The coronavirus pandemic can be tough on young children, but creative ways to share Sunday School lessons are making it easier.

Brian Kaylor didn’t realize how the pandemic was emotionally impacting his 8-year-old son, Kagan, until the children’s minister at their church started sharing a nightly bedtime story.

READ: Every child in Sunday School said they would die for Christ, then a terrorist struck

In the first story time video, posted on Facebook and Vimeo, the minister at First Baptist Church in Jefferson City, Mo. talked about feeling sad and angry

“How is she reading my mind?” Kagan asked.

The second-grader is struggling with not seeing his friends, and the videos have been a comfort, said Kaylor, editor and president of Baptist magazine Word & Way. Kaylor pulls the videos up each night on his phone, and his son disappears into another room to watch, usually wrapped up in a blanket, he said.

“I think my son needs the social interaction and comfort from our church community right now even more than I do,” Kaylor told Religion News Service. “So I appreciate ministers working to create that space virtually.”

As the coronavirus continues to upend daily life in the United States, churches and Christian leaders are finding ways to relieve bored and anxious children unable to leave their homes — as well as their overwhelmed parents.

  • Christian meditation app Prayis making all of its content for children available for free.
  • Washington National Cathedral posted coloring sheets on its website for kids to color their way through the Episcopal cathedral.
  • Trail Life USA is taking its program, which it has described as a Christian alternative to scouting, online with its first-ever Backyard Movie Night and Campout.
  • Popular Southern Baptist Bible study teacher Beth Moore posted a children’s storybook video from “Auntie Beth” called “The Champion Vine” with accompanying coloring sheets
  • Some evangelical megachurches, such as North Point Community Church in Alpharetta, Ga., have created highly produced online videos targeting specific age groups that feature illustrations and dance parties along with discussion questions and activities for parents to reinforce lessons and help their children memorize Bible verses.
  • Other churches are engaging with their youngest members using the same low-key online tools that have grown popular over the past few months for Sunday services: not just Facebook Live videos, but also Zoom meetings and emails packed with resources for their parents.

As Kaylor said, “We’ll find out in 20 years if we did anything right.”

-- -- --

_Prompt 1_
Shorten the paragraph of the article on pandemic Sunday School lessons that begins "The second-grader is struggling," keeping its main facts.
_Prompt 2_
Reproduce word for word the part of the article on pandemic Sunday School lessons starting at "The coronavirus pandemic" and ending at "nightly bedtime story.".

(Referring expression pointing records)
-- -- --

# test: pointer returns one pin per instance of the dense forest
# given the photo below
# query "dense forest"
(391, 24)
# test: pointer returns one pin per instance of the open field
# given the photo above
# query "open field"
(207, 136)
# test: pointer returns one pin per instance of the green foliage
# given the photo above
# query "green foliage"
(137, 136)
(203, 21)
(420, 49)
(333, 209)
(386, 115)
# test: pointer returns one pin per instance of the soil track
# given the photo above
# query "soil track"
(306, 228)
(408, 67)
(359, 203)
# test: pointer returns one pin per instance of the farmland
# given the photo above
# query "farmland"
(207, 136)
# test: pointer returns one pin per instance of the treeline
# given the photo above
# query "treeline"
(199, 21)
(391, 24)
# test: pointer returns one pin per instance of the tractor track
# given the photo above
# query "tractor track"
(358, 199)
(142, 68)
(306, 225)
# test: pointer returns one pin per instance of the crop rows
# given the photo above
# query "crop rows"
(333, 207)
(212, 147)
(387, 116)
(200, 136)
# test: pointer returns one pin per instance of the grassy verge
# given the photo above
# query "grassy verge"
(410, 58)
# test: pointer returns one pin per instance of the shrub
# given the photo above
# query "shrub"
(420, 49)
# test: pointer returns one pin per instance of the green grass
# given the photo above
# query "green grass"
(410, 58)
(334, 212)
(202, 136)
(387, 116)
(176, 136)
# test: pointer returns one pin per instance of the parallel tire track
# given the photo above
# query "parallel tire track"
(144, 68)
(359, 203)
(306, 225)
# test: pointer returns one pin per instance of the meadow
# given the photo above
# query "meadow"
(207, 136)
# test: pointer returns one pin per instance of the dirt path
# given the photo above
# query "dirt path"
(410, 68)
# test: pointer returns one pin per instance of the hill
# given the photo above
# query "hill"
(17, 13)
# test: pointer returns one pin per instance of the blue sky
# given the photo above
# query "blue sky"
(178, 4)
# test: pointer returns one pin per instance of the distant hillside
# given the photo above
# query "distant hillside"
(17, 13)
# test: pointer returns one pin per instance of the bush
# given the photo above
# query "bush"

-- -- --

_Final answer 1_
Kaylor, editor and president of Baptist magazine Word & Way, said the videos have comforted his second-grade son, who misses his friends. Each night Kaylor opens them on his phone, and the boy goes to another room to watch, usually wrapped in a blanket.

_Final answer 2_
The coronavirus pandemic can be tough on young children, but creative ways to share Sunday School lessons are making it easier.

Brian Kaylor didn’t realize how the pandemic was emotionally impacting his 8-year-old son, Kagan, until the children’s minister at their church started sharing a nightly bedtime story.